■ Task goal: Reproduce the lines below with "grape cluster" replaced by "bunch of grapes" and nothing else altered. Leave out the pictures.
----------------
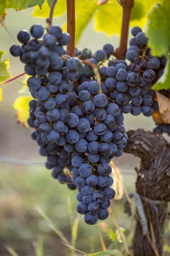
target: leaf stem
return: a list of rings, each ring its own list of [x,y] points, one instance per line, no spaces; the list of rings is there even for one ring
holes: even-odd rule
[[[119,3],[123,7],[123,17],[122,23],[121,36],[119,47],[113,53],[118,59],[126,58],[129,22],[134,0],[119,0]]]
[[[75,0],[67,0],[67,32],[71,36],[71,41],[67,46],[67,54],[74,56],[75,14]]]
[[[19,77],[20,77],[20,76],[23,76],[26,73],[26,72],[23,72],[21,74],[19,74],[19,75],[17,75],[17,76],[14,76],[13,77],[12,77],[11,78],[10,78],[9,79],[8,79],[8,80],[6,80],[5,81],[3,81],[3,82],[0,82],[0,84],[8,84],[8,83],[9,83],[9,82],[13,81],[14,80],[15,80],[17,78],[18,78]]]
[[[52,26],[52,23],[53,21],[53,15],[54,10],[54,9],[55,6],[56,5],[56,3],[57,2],[57,0],[53,0],[52,2],[51,5],[51,6],[50,8],[50,15],[49,16],[49,18],[47,18],[46,19],[46,21],[48,23],[48,31],[50,29]]]
[[[94,63],[92,63],[91,62],[90,62],[90,61],[87,61],[82,60],[81,61],[84,64],[85,64],[86,65],[88,65],[89,66],[90,66],[92,68],[93,71],[94,71],[94,73],[96,75],[96,76],[97,78],[97,81],[99,83],[99,84],[100,84],[100,90],[99,91],[99,93],[102,93],[102,85],[101,85],[100,76],[100,75],[99,74],[99,71],[98,71],[98,70],[97,69],[97,67],[96,66]]]

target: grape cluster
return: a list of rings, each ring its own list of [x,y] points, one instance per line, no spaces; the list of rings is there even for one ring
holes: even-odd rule
[[[13,45],[10,51],[13,56],[20,56],[26,73],[31,76],[27,81],[35,99],[29,103],[27,122],[35,129],[31,136],[40,146],[40,154],[47,157],[46,168],[54,168],[53,177],[74,189],[76,186],[71,180],[71,156],[64,145],[65,135],[78,121],[77,116],[68,110],[76,101],[76,95],[72,92],[74,81],[75,76],[77,80],[83,73],[84,65],[77,58],[63,55],[63,46],[69,43],[70,36],[62,33],[60,26],[52,26],[43,39],[39,39],[44,34],[40,25],[32,26],[30,33],[34,38],[31,40],[27,31],[20,31],[17,38],[22,46]]]
[[[31,35],[33,39],[31,39]],[[115,195],[110,186],[109,163],[122,155],[128,136],[119,107],[103,93],[93,69],[81,60],[99,67],[114,50],[105,45],[92,55],[91,51],[75,49],[75,55],[65,54],[63,46],[70,42],[69,34],[53,26],[45,34],[40,25],[23,30],[17,39],[21,47],[13,45],[10,52],[20,57],[34,99],[29,103],[27,122],[34,129],[32,139],[46,157],[45,166],[52,175],[74,189],[77,187],[77,211],[94,224],[108,218],[110,200]],[[100,69],[103,76],[105,68]],[[79,84],[76,91],[74,82]]]
[[[77,210],[85,214],[85,222],[91,225],[108,216],[110,200],[115,195],[110,187],[113,180],[108,164],[122,154],[128,139],[120,108],[108,102],[105,94],[98,94],[99,90],[96,81],[78,87],[77,105],[71,112],[79,121],[65,135],[68,144],[64,145],[73,152],[72,180],[79,191]]]

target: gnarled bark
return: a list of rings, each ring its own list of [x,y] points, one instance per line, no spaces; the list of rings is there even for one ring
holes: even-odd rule
[[[152,240],[150,215],[155,237],[155,246],[161,256],[167,205],[170,201],[170,145],[162,136],[142,129],[131,130],[127,134],[129,140],[125,152],[138,156],[141,159],[140,168],[137,171],[136,192],[143,197],[160,201],[158,204],[146,203],[142,197],[149,235]],[[146,236],[143,235],[141,225],[137,220],[132,247],[134,256],[156,255]]]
----------------
■ Full output:
target: leaf stem
return: a list of rings, each ring its own list of [x,y] points, one instance per line, no spaces; the list of rings is there even for one ring
holes: even-odd rule
[[[119,3],[123,7],[123,17],[122,23],[121,36],[119,47],[113,53],[118,59],[126,58],[129,22],[134,0],[119,0]]]
[[[75,0],[67,0],[67,32],[71,36],[71,41],[67,46],[67,54],[74,56],[75,14]]]
[[[19,77],[20,77],[20,76],[23,76],[26,73],[26,72],[23,72],[21,74],[19,74],[19,75],[17,75],[17,76],[14,76],[13,77],[12,77],[11,78],[10,78],[9,79],[8,79],[8,80],[6,80],[5,81],[3,81],[3,82],[0,82],[0,84],[8,84],[8,83],[9,83],[9,82],[13,81],[14,80],[15,80],[17,78],[18,78]]]
[[[52,26],[52,23],[53,21],[53,15],[54,10],[54,9],[55,6],[56,5],[56,3],[57,2],[57,0],[53,0],[52,2],[51,5],[51,6],[50,8],[50,15],[49,16],[49,18],[47,18],[46,19],[46,21],[48,23],[48,31],[50,29]]]
[[[94,63],[92,63],[91,62],[90,62],[90,61],[87,61],[82,60],[81,61],[84,64],[85,64],[86,65],[88,65],[89,66],[90,66],[92,68],[93,71],[94,71],[94,73],[96,75],[96,76],[97,78],[97,81],[99,83],[99,84],[100,84],[100,90],[99,91],[99,93],[102,93],[102,85],[101,85],[100,76],[100,75],[99,74],[99,71],[98,71],[98,70],[97,69],[97,67],[96,66]]]

target: bunch of grapes
return: a list of rings, each ring its own list of [x,y] points, one instance per line, no spaces; the list of rings is there even for one ring
holes: even-odd rule
[[[13,45],[10,51],[13,56],[20,56],[26,73],[31,76],[27,81],[35,99],[29,103],[27,122],[35,129],[31,136],[40,146],[40,154],[47,157],[46,168],[54,168],[53,177],[74,189],[76,186],[71,180],[71,156],[64,145],[65,135],[78,121],[77,116],[68,110],[76,101],[76,95],[72,92],[74,81],[75,76],[77,80],[83,73],[84,65],[77,58],[63,55],[63,46],[69,43],[70,36],[62,33],[60,26],[52,26],[43,39],[39,39],[44,34],[40,25],[32,26],[30,33],[34,38],[31,40],[27,31],[20,31],[17,38],[22,46]]]
[[[31,35],[33,39],[31,39]],[[115,195],[110,186],[109,163],[122,155],[128,136],[119,107],[103,93],[93,69],[81,60],[99,67],[114,50],[105,45],[92,55],[91,51],[75,49],[75,55],[65,54],[63,46],[70,42],[69,34],[53,26],[45,34],[40,25],[23,30],[17,39],[21,47],[13,45],[10,52],[20,57],[34,99],[29,103],[27,122],[34,129],[32,139],[46,157],[45,166],[52,175],[74,189],[77,187],[77,211],[94,224],[108,218],[110,200]],[[100,69],[103,76],[105,68]],[[79,84],[76,91],[74,82]]]
[[[77,210],[85,214],[85,222],[91,225],[108,216],[110,200],[115,195],[110,187],[113,180],[108,164],[122,154],[128,139],[120,108],[108,102],[105,94],[98,94],[99,90],[96,81],[78,87],[77,105],[71,112],[79,121],[65,135],[68,144],[64,145],[73,152],[72,180],[79,191]]]

target: gnarled bark
return: a list of rings, each ring its own list of [x,y] points, one instance per line, no spaces; the list of rings is there even for one ring
holes: even-odd rule
[[[152,240],[150,215],[155,237],[155,246],[161,256],[167,205],[170,201],[170,145],[162,136],[142,129],[131,130],[127,134],[129,140],[125,152],[138,156],[141,159],[140,168],[137,171],[136,192],[143,197],[160,201],[158,204],[146,203],[142,197],[149,235]],[[146,236],[143,235],[141,225],[137,220],[132,247],[134,256],[156,255]]]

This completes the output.